#### [Given information]

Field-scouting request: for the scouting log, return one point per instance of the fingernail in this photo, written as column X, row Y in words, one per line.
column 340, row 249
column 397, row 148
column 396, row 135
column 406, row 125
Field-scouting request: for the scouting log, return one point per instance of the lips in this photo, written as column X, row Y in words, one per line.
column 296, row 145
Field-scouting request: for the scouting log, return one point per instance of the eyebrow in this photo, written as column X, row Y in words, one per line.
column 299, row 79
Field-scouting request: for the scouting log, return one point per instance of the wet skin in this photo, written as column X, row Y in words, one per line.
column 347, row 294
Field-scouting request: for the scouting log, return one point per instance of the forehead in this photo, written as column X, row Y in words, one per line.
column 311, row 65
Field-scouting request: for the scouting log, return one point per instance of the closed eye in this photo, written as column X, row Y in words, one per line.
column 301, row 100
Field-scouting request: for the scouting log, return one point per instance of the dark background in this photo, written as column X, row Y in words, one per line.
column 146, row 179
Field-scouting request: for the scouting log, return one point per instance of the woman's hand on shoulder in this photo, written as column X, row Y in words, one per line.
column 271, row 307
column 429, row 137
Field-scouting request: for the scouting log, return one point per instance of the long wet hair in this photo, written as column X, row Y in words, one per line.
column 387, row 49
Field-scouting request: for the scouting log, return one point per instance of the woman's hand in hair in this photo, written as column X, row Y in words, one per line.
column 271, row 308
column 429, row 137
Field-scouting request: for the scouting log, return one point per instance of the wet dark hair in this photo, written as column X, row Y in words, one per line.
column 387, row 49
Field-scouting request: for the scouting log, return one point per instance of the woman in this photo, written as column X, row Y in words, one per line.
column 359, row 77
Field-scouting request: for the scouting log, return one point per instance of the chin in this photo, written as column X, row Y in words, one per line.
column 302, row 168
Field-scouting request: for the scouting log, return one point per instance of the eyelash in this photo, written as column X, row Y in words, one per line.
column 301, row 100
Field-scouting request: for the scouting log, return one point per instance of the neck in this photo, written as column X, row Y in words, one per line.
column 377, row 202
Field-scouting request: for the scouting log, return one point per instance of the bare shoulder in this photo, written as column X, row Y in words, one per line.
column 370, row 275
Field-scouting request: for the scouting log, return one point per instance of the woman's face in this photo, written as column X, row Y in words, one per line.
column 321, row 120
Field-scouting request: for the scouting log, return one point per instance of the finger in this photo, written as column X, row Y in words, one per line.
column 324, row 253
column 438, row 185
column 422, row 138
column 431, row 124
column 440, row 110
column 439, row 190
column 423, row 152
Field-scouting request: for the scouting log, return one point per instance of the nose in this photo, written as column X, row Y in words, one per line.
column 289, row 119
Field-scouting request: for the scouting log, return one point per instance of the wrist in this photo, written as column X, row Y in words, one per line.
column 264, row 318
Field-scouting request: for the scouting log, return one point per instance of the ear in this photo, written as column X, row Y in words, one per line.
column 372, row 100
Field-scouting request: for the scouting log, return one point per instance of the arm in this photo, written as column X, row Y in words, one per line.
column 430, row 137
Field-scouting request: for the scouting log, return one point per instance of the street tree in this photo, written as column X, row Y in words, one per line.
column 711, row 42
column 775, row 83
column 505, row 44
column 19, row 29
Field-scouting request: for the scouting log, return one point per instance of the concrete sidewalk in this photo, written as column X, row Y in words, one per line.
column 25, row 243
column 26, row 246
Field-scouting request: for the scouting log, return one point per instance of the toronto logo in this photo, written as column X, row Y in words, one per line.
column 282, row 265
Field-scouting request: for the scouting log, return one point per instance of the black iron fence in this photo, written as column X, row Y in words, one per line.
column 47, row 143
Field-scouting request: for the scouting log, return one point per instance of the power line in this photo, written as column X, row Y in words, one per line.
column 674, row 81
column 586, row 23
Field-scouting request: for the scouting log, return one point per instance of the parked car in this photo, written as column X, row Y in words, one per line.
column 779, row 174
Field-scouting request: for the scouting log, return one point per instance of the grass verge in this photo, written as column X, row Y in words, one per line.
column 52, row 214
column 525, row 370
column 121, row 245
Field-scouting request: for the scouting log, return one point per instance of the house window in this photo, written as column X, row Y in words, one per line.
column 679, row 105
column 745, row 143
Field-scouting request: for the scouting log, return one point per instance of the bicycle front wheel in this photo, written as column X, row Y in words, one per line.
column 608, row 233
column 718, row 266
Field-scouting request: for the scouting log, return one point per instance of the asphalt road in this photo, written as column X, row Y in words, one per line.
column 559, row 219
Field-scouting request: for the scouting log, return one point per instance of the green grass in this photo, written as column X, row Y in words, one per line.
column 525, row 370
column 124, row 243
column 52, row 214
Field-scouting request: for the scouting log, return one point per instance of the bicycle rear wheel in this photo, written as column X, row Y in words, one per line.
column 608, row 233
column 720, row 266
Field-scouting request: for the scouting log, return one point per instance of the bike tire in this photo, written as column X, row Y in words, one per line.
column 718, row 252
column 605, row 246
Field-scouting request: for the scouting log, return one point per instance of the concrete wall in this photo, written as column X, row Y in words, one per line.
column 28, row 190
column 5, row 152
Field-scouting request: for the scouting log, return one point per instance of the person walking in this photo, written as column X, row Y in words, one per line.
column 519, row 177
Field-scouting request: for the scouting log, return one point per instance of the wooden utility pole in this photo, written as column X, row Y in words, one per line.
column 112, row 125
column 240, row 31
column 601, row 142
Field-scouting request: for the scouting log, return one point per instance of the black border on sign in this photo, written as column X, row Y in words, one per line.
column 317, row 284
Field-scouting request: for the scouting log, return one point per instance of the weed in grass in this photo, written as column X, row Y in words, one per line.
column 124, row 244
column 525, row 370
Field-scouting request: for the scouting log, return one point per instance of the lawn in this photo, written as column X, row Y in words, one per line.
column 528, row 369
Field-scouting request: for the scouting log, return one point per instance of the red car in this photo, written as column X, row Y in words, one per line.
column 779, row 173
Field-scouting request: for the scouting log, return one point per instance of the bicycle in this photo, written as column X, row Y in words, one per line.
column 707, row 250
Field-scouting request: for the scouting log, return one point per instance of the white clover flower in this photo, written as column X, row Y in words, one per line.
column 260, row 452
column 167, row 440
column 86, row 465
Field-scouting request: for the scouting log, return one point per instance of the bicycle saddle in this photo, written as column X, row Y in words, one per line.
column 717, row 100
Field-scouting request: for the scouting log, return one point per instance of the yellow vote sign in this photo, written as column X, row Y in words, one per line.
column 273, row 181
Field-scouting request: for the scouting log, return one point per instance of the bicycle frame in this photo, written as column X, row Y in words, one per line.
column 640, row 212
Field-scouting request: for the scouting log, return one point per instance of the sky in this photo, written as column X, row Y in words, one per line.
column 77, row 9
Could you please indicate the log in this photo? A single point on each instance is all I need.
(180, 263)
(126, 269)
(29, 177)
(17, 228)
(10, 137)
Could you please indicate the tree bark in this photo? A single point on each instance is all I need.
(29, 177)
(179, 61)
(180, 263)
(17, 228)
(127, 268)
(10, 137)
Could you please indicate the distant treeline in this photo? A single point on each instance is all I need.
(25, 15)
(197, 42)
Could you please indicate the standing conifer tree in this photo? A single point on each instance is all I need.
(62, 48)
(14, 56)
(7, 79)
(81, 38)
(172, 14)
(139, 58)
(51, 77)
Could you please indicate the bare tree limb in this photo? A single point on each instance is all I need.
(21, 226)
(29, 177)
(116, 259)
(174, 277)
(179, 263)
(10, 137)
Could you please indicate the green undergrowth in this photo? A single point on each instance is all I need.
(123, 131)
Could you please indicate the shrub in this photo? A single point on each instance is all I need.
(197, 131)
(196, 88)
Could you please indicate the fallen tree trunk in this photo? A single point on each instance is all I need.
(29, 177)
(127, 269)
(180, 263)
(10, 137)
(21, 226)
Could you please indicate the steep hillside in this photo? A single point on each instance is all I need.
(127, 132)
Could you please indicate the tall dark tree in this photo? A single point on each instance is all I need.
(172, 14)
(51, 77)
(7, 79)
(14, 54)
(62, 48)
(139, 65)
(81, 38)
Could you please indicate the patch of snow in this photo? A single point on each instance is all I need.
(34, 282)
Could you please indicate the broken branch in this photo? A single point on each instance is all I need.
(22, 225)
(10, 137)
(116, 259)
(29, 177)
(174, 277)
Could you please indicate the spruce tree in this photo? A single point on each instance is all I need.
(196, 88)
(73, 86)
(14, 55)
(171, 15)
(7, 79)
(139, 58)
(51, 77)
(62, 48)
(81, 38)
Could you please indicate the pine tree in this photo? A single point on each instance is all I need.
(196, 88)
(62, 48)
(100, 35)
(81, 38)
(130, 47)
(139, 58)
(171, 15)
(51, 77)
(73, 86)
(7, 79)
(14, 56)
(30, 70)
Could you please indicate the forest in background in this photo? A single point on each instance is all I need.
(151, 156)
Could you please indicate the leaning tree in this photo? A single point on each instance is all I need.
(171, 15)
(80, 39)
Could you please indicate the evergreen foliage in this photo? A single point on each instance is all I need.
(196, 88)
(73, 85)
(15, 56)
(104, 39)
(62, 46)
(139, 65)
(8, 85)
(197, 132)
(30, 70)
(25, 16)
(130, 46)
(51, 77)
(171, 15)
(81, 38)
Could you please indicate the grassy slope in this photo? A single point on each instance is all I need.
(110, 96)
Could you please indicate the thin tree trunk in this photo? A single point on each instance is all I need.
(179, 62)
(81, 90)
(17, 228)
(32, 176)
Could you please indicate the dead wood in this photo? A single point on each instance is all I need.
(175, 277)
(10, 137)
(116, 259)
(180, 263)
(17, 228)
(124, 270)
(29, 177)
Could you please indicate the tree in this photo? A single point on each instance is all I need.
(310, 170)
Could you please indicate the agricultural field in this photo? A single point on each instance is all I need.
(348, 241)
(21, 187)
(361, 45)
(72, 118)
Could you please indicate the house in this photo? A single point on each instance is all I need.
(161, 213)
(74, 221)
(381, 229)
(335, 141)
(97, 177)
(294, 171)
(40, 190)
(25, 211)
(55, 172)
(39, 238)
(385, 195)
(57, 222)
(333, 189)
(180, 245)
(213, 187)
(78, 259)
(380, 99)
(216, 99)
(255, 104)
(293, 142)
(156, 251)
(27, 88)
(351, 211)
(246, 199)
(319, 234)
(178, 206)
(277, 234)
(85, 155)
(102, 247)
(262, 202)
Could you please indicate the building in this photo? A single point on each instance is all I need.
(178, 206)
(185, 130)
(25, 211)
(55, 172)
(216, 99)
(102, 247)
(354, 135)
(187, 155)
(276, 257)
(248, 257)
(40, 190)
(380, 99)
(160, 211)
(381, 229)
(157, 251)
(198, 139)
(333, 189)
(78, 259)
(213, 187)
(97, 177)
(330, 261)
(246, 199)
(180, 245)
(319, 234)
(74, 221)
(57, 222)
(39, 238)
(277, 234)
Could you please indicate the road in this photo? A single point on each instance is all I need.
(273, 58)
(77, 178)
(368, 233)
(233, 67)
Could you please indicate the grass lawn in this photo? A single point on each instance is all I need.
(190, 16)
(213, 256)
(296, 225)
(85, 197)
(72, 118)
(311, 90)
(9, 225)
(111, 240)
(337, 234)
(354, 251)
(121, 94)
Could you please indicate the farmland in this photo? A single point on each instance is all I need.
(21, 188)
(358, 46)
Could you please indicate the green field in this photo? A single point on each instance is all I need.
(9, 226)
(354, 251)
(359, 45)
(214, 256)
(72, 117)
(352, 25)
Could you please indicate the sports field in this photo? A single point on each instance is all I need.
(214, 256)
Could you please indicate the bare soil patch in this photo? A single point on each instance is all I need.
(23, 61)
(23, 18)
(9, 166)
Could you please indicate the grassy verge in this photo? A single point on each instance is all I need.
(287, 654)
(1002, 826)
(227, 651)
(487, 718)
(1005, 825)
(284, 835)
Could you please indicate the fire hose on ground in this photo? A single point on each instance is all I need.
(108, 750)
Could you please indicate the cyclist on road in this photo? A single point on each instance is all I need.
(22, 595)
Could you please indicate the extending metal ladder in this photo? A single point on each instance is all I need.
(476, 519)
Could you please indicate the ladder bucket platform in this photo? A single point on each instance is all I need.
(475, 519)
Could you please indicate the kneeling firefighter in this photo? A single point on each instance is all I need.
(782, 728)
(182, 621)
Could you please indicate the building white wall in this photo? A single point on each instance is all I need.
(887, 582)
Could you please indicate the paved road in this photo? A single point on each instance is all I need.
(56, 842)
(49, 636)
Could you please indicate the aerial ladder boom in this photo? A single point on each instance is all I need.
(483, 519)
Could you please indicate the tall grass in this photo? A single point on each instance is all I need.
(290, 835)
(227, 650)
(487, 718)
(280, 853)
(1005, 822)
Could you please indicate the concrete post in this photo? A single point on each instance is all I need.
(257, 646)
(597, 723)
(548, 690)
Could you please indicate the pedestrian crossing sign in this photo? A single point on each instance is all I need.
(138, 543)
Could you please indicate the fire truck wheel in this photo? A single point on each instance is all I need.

#### [Required work]
Word for word, repeat the lines from the one holding "Could you please indicate the paved" through the last line of the entries, both included.

#### [Exercise result]
Could you please indicate the paved road in this photo? A single point on each instance is all I need.
(56, 842)
(49, 636)
Could you please indicate the aerial ladder boom in this photo? A single point on each instance is all I need.
(483, 519)
Could you please indicate the tall grass in this photo? A single point on each instance is all I need.
(290, 835)
(227, 650)
(487, 718)
(280, 853)
(1005, 822)
Could you please indicate the concrete post in this photo? A single point on each instance is all I need.
(257, 646)
(597, 723)
(548, 690)
Could you please indicate the pedestrian crossing sign in this photo? A single point on each instance is all I need.
(138, 543)
Could you please indicate the fire truck wheel in this photo? A single point on each instance is all I need.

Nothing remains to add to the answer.